- Text provided -
Three doctors awarded Peter Barry Fellowships
ESCRS President David Spalton and Carmel Barry with Nino Hirnschall, Luis Fernández-Vega and Myriam Böhm, recipients of the inaugural Peter Barry Fellowships.
Three young European ophthalmologists have earned the right to go to an ophthalmic centre of their choice in order to pursue their research courtesy of the inaugural Peter Barry Fellowship, which were announced at the opening ceremony of the XXXV Congress of the ESCRS in Lisbon.
Luis Fernández-Vega from Spain, Nino Hirnschall from Austria and Myriam Böhm from Germany will each receive the fellowship award of €50,000, enabling them to further their training at a centre of excellence anywhere in the world.
The ESCRS established the annual fellowship to honour the immense contribution of the late Peter Barry to European and global ophthalmology. Peter’s wife, Carmel, was on hand at the opening ceremony to present the awards to the three designated candidates.
“It was agreed by all the ESCRS Board members that this was the most fitting way we could remember Peter and honour his legacy,” said David Spalton, President of the ESCRS. “He was a tremendous driver of the ESCRS and was particularly keen on the involvement of younger trainees, which he always insisted were the lifeblood of the organisation for the future,” he added.
Prof Spalton said that picking clear winners for the fellowships had not been an easy task. The judging panel had been impressed with the high standard of entries, which augured well for the future health of European ophthalmology.
For Luis Fernández-Vega, who is currently doing a cornea fellowship at Moorfields Eye Hospital in London, the Peter Barry Fellowship represents a golden opportunity to further his research on keratoconus and other ocular pathologies.

- Stored data -
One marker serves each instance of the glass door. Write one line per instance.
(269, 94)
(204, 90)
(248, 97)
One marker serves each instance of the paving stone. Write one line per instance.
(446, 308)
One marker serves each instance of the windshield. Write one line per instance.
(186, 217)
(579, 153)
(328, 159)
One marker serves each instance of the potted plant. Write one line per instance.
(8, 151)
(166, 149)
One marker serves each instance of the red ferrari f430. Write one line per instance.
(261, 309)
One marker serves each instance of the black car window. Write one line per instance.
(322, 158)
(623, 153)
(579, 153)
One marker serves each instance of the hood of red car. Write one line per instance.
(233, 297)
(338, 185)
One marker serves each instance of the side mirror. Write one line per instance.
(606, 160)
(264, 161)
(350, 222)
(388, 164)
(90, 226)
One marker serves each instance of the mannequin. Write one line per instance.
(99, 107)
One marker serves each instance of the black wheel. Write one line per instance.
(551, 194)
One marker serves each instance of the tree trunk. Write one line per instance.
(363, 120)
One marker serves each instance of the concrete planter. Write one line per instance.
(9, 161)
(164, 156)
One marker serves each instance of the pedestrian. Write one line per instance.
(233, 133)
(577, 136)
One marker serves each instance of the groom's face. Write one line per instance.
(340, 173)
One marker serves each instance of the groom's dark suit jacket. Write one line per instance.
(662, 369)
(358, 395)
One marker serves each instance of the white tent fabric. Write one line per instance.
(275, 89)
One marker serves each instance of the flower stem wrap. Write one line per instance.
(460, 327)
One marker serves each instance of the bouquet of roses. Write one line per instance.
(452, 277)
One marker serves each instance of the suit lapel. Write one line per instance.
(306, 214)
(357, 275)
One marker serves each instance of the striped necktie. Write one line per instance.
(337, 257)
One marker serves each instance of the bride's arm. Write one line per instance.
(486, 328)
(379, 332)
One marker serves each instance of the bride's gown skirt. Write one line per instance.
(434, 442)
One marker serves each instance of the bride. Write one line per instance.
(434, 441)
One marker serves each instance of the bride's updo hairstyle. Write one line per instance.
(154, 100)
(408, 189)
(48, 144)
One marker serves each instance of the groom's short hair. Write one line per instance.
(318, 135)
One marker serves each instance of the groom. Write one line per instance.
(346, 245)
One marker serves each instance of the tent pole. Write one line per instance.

- Exercises to complete -
• 1. Decide whether each statement below agrees with the article on the Peter Barry Fellowships, answering yes or no and quoting the words of the article that decide it: (a) Each recipient receives €50,000; (b) The fellowships were announced at the closing ceremony of the congress; (c) Recipients must pursue their training at a centre within Europe.
• 2. Write out, word for word, the part of the article on the Peter Barry Fellowships that opens with the words containing "Three young European" and closes with "in the world.".
• 3. Extend the article on the Peter Barry Fellowships, continuing it from its final sentence.

- Replies -
• 1.
(a) Yes: "will each receive the fellowship award of €50,000"
(b) No: "announced at the opening ceremony of the XXXV Congress of the ESCRS in Lisbon"
(c) No: "a centre of excellence anywhere in the world"

• 2.
Three young European ophthalmologists have earned the right to go to an ophthalmic centre of their choice in order to pursue their research courtesy of the inaugural Peter Barry Fellowship, which were announced at the opening ceremony of the XXXV Congress of the ESCRS in Lisbon.
Luis Fernández-Vega from Spain, Nino Hirnschall from Austria and Myriam Böhm from Germany will each receive the fellowship award of €50,000, enabling them to further their training at a centre of excellence anywhere in the world.

• 3.
“This is a huge honour for me as I am the fifth generation of my family to pursue a career in ophthalmology. I am very excited to do this fellowship at the renowned Bascom Palmer Eye Institute in Miami, United States, in order to learn different approaches to pathologies that are less common in Europe and new surgical options. I am sure I will also meet very interesting people and will try to acquire as much knowledge as possible,” he said.
Nino Hirnschall, who is currently working at Hanusch Hospital in Vienna, Austria, and the Vienna Institute for Research in Ocular Surgery under Prof Oliver Findl, said that he will use the grant to pursue a cornea fellowship at Sydney Eye Hospital in Australia.
“I hope to obtain valuable experience in corneal surgery and complex cataract cases. I also aim to further my research in fields such as irregular astigmatism and its correction, keratoconus and complex keratitis cases,” he said.
Myriam Böhm received her doctorate from the University of Cologne in Germany in 2013 and is currently completing her fourth year of residency, while also pursuing research at Goethe University in Frankfurt under Prof Thomas Kohnen.
She will be embarking on her fellowship at the Massachusetts Eye and Ear (MEEI) and the Schepens Eye Research Institute at Harvard Medical School in the United States.
“I hope to develop my ophthalmological and research skills in order to advance and develop my ability to answer questions that concern clinicians in daily practice, as embodied in the spirit of the Peter Barry Fellowship. I am so proud and feel very privileged at being given the opportunity to represent Europe as a young ophthalmologist in the United States,” she said.